>> start DATA
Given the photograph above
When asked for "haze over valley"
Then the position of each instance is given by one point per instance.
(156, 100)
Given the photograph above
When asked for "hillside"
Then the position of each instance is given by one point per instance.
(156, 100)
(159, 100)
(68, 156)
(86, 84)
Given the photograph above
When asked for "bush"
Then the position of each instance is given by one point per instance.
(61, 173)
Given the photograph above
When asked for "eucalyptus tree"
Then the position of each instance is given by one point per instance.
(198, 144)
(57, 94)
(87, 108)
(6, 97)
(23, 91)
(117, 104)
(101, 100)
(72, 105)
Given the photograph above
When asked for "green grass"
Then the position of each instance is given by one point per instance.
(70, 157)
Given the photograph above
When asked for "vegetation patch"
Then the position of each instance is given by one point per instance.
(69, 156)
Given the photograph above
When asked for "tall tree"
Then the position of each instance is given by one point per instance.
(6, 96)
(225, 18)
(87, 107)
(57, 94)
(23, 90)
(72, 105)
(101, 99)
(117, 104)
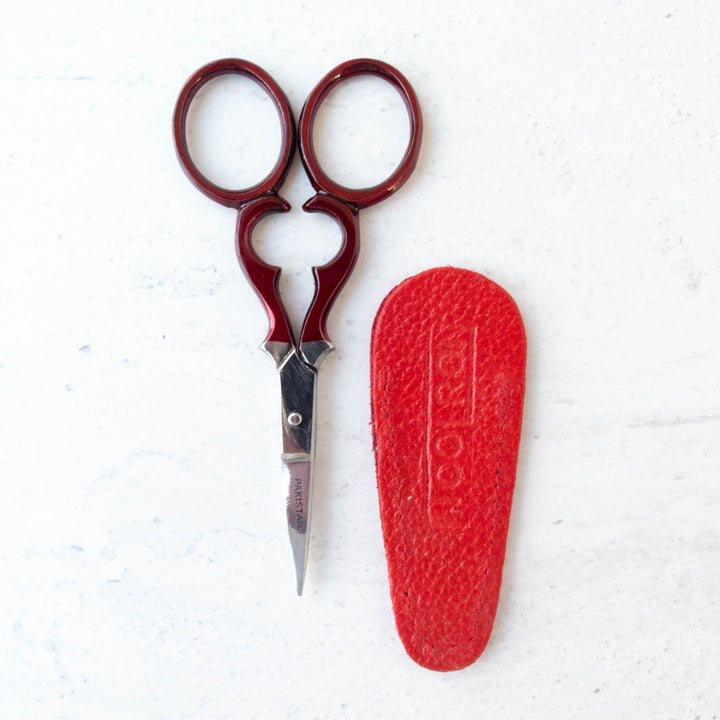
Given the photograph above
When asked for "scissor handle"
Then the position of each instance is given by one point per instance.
(273, 181)
(361, 197)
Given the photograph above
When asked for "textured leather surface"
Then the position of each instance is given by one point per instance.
(448, 379)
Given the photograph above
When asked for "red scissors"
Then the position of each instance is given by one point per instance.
(297, 359)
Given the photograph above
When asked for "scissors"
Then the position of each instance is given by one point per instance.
(297, 358)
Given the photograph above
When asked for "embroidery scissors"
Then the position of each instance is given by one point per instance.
(297, 358)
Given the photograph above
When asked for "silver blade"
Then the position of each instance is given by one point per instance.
(297, 385)
(299, 478)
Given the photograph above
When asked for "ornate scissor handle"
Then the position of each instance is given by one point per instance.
(270, 184)
(340, 202)
(361, 197)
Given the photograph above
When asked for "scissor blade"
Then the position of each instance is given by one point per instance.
(297, 384)
(299, 474)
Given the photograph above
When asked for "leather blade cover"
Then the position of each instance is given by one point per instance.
(448, 380)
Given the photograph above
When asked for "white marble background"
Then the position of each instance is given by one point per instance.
(571, 153)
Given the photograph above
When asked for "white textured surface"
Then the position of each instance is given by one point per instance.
(571, 153)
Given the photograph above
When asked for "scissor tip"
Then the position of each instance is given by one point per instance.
(300, 581)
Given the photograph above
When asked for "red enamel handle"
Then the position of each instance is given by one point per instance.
(271, 183)
(254, 202)
(362, 197)
(342, 203)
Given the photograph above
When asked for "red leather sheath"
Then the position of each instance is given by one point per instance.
(448, 379)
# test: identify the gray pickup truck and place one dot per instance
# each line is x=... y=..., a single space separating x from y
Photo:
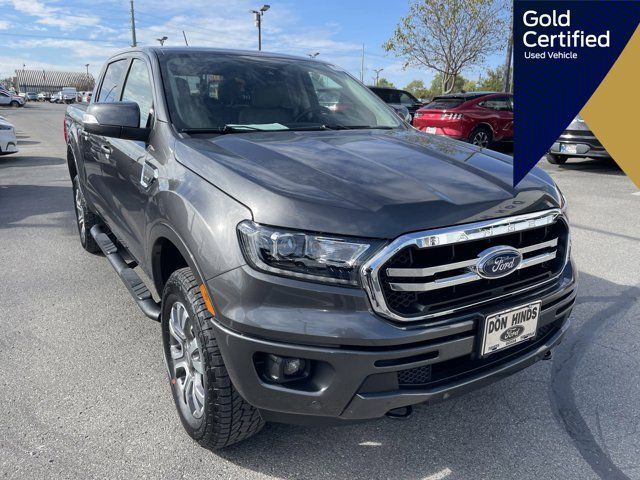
x=310 y=264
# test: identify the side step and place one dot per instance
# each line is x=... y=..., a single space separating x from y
x=129 y=277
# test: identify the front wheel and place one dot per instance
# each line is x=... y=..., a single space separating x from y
x=85 y=219
x=210 y=408
x=556 y=159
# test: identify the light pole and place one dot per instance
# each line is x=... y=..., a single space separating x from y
x=258 y=16
x=377 y=70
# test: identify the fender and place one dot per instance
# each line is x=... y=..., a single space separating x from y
x=164 y=230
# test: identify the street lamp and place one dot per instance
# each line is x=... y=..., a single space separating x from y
x=258 y=16
x=377 y=70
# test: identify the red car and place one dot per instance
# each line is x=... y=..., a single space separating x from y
x=476 y=117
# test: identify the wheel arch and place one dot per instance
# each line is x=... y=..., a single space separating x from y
x=169 y=253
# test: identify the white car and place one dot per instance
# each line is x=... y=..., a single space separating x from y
x=8 y=141
x=11 y=100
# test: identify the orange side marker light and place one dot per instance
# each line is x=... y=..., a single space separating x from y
x=207 y=300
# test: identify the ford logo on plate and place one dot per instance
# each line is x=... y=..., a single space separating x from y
x=511 y=333
x=497 y=262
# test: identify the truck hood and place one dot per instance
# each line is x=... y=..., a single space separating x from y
x=370 y=183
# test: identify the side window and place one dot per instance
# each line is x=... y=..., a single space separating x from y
x=138 y=89
x=112 y=82
x=406 y=99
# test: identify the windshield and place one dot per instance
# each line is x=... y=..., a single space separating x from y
x=228 y=93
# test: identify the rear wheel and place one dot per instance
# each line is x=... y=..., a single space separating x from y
x=85 y=219
x=210 y=408
x=556 y=159
x=481 y=136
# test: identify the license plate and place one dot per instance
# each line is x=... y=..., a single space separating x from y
x=510 y=327
x=568 y=148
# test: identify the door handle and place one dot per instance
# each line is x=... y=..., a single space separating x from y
x=148 y=175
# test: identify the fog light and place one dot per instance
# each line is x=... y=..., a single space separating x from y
x=286 y=369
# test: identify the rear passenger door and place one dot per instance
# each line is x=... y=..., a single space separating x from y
x=96 y=149
x=128 y=160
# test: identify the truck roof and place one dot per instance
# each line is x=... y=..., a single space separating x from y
x=159 y=50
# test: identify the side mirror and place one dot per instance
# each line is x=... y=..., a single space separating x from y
x=116 y=120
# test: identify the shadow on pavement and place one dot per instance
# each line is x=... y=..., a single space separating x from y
x=475 y=436
x=18 y=202
x=18 y=161
x=597 y=165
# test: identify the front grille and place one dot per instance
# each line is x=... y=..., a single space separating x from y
x=414 y=376
x=420 y=281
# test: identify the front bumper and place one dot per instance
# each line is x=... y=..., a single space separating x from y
x=357 y=355
x=585 y=142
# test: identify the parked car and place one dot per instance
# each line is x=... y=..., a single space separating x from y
x=398 y=99
x=10 y=99
x=68 y=95
x=576 y=141
x=313 y=265
x=8 y=141
x=480 y=118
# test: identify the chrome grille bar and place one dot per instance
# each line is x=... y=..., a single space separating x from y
x=465 y=277
x=429 y=271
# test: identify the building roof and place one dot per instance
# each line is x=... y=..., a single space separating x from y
x=51 y=79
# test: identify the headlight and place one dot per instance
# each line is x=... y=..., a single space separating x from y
x=297 y=254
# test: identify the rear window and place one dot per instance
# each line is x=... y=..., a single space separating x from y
x=444 y=103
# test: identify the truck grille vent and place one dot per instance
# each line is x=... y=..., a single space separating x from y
x=421 y=281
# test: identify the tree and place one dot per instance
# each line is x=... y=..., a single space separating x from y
x=417 y=88
x=449 y=35
x=493 y=79
x=383 y=82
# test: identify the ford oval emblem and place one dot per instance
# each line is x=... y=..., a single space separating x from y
x=498 y=262
x=511 y=333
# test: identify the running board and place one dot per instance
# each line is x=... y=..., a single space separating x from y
x=129 y=277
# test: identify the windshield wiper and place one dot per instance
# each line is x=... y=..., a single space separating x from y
x=233 y=128
x=357 y=127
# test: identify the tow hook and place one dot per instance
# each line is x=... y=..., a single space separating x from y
x=402 y=412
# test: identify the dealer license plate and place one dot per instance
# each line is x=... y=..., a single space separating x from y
x=510 y=327
x=568 y=148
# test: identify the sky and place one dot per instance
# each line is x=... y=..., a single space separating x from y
x=67 y=34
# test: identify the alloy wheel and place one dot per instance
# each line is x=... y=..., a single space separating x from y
x=187 y=361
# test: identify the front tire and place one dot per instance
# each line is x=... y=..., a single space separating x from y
x=210 y=408
x=85 y=219
x=556 y=159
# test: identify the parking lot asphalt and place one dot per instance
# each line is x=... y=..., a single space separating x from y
x=85 y=395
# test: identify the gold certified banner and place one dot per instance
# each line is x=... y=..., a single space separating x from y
x=613 y=112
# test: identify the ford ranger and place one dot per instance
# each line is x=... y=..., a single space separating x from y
x=310 y=264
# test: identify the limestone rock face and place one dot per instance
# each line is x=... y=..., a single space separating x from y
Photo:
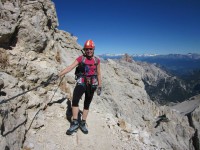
x=123 y=117
x=9 y=14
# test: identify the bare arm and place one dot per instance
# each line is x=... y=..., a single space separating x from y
x=69 y=68
x=99 y=75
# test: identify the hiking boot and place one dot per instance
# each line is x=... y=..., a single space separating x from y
x=83 y=127
x=73 y=127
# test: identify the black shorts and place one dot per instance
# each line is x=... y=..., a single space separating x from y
x=79 y=90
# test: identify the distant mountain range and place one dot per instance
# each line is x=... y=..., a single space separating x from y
x=177 y=64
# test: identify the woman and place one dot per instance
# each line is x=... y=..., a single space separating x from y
x=88 y=80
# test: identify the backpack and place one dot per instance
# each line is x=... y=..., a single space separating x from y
x=80 y=69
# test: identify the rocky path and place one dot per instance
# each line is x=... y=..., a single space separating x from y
x=52 y=135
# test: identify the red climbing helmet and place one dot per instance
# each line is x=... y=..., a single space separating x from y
x=89 y=44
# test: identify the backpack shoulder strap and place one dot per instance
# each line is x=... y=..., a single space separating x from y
x=95 y=61
x=83 y=59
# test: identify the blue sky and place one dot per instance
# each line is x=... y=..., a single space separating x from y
x=133 y=26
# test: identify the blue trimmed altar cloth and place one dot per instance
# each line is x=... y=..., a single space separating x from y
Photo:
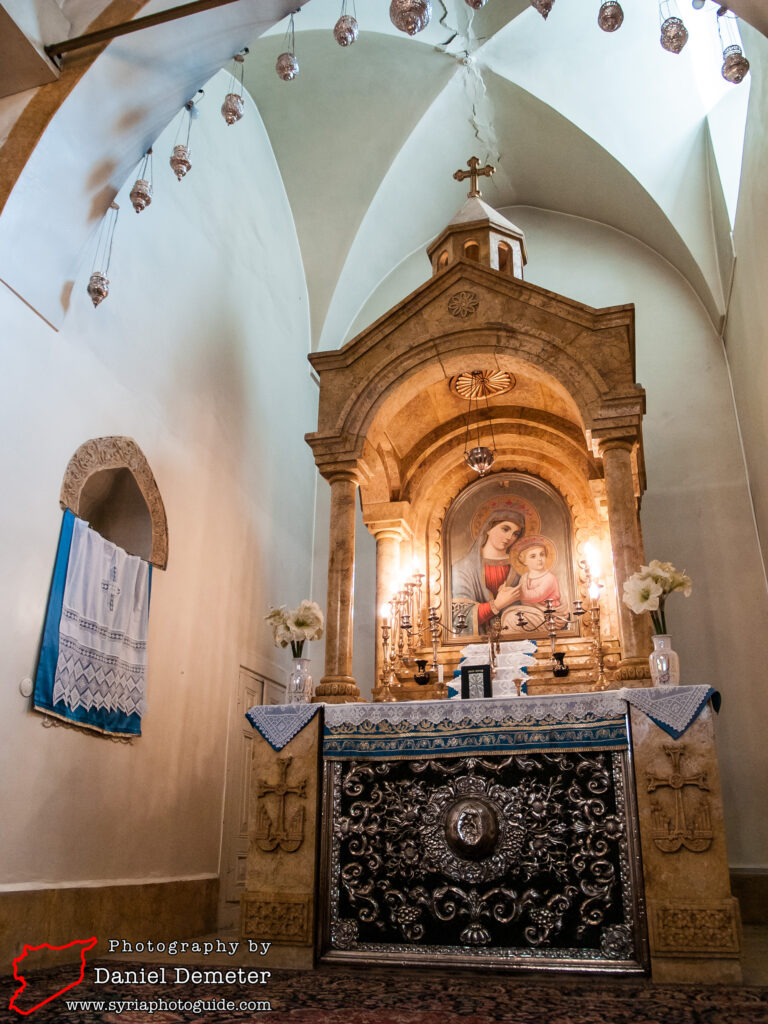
x=457 y=728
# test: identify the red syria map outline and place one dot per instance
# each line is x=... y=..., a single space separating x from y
x=85 y=943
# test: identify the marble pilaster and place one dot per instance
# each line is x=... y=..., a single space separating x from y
x=337 y=684
x=628 y=553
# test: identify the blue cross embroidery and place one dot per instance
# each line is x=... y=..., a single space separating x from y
x=110 y=586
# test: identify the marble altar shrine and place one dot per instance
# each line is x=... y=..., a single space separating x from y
x=573 y=827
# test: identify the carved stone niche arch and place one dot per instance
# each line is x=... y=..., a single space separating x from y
x=109 y=482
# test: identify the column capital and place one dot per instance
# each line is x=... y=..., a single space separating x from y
x=615 y=444
x=388 y=519
x=342 y=474
x=609 y=440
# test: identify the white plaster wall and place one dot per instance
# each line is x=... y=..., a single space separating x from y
x=200 y=354
x=747 y=328
x=696 y=511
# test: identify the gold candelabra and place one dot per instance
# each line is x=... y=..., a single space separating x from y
x=403 y=631
x=593 y=623
x=553 y=623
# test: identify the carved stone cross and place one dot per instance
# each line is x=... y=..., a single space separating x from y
x=287 y=835
x=474 y=172
x=671 y=834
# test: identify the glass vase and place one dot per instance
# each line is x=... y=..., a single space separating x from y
x=665 y=665
x=299 y=682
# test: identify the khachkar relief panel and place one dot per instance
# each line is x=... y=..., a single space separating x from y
x=525 y=860
x=283 y=829
x=680 y=806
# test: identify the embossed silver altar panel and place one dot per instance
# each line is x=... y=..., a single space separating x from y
x=526 y=860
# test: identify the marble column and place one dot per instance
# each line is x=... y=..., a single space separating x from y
x=628 y=553
x=388 y=542
x=338 y=685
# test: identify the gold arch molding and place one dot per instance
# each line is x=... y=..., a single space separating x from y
x=118 y=453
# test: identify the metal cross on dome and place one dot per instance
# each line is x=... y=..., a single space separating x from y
x=474 y=172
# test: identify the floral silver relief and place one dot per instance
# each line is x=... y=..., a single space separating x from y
x=180 y=163
x=615 y=942
x=287 y=67
x=411 y=15
x=735 y=65
x=610 y=15
x=346 y=31
x=513 y=857
x=674 y=35
x=232 y=109
x=543 y=6
x=140 y=195
x=98 y=288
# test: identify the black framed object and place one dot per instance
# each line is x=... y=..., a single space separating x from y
x=475 y=681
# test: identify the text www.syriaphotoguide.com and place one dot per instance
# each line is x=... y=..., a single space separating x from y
x=158 y=1006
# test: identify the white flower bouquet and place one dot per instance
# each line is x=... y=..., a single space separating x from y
x=648 y=589
x=295 y=626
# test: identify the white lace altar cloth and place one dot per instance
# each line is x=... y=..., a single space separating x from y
x=672 y=708
x=101 y=663
x=280 y=723
x=496 y=725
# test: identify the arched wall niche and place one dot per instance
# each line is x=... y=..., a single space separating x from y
x=109 y=482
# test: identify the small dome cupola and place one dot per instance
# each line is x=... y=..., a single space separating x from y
x=477 y=232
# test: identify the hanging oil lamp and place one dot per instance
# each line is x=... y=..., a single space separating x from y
x=610 y=15
x=233 y=105
x=140 y=195
x=411 y=15
x=181 y=157
x=543 y=6
x=287 y=66
x=98 y=283
x=674 y=33
x=346 y=29
x=735 y=65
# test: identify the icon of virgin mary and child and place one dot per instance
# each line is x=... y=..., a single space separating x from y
x=486 y=586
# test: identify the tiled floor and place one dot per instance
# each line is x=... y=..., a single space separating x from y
x=755 y=955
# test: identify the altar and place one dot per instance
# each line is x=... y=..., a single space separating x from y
x=492 y=431
x=578 y=832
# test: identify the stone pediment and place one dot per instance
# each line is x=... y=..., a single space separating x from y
x=469 y=312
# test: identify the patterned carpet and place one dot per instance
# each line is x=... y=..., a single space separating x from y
x=379 y=996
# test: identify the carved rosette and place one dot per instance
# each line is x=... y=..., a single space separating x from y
x=118 y=453
x=463 y=304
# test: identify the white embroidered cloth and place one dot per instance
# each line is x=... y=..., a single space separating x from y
x=511 y=663
x=280 y=723
x=102 y=634
x=673 y=708
x=540 y=709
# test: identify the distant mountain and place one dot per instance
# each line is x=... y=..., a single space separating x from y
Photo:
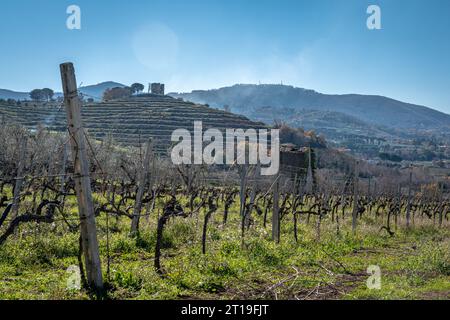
x=92 y=91
x=374 y=110
x=8 y=94
x=96 y=91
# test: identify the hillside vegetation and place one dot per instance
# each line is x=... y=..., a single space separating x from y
x=129 y=121
x=376 y=110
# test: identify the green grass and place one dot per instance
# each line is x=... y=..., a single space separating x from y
x=415 y=264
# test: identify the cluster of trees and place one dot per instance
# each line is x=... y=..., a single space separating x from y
x=123 y=92
x=45 y=94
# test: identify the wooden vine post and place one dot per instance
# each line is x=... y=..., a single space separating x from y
x=355 y=197
x=141 y=188
x=89 y=242
x=276 y=210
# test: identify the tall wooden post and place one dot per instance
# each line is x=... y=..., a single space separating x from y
x=141 y=187
x=89 y=242
x=276 y=211
x=19 y=176
x=408 y=208
x=355 y=197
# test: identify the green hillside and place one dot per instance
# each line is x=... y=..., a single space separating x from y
x=129 y=121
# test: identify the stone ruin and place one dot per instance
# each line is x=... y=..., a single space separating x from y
x=156 y=88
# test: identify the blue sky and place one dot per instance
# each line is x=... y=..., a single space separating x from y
x=317 y=44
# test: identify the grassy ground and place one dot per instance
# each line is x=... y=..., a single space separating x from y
x=414 y=264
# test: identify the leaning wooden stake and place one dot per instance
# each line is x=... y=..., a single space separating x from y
x=89 y=242
x=141 y=187
x=355 y=197
x=408 y=208
x=276 y=211
x=19 y=178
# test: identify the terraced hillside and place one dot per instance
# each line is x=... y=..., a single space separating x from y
x=128 y=121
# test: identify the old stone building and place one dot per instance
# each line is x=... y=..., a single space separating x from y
x=157 y=88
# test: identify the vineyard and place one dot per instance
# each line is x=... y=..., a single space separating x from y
x=204 y=234
x=132 y=225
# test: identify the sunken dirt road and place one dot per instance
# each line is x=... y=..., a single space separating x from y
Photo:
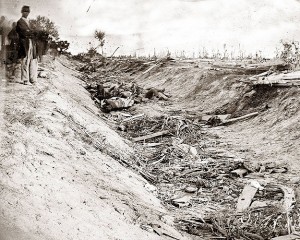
x=59 y=177
x=67 y=172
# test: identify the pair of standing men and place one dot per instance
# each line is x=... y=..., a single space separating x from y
x=27 y=48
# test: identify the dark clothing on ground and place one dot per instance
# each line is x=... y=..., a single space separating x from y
x=13 y=48
x=25 y=35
>> end DATA
-- STATED TASK --
In the data above, find the line with "# test: identify the old" and repeat it and every line after it through the end, exactly; leave the pictures out.

-- WORKED ANSWER --
# test: identify the old stone building and place one dot per instance
# each line is x=... y=..., a single space separating x from y
x=157 y=88
# test: identify the vineyard and place one dot per instance
# each line is x=... y=..., a single space separating x from y
x=204 y=234
x=132 y=225
# test: identify the sunken dirt road and place one dot per instance
# each line is x=... y=..., a single space separating x from y
Photo:
x=59 y=177
x=67 y=172
# test: identify the pair of standing men and place one dot per instance
# each line is x=... y=..., a single space separating x from y
x=27 y=48
# test: identify the dark clothing on ground and place one dot per instance
# each line is x=... y=..., a single space separating x from y
x=13 y=48
x=25 y=35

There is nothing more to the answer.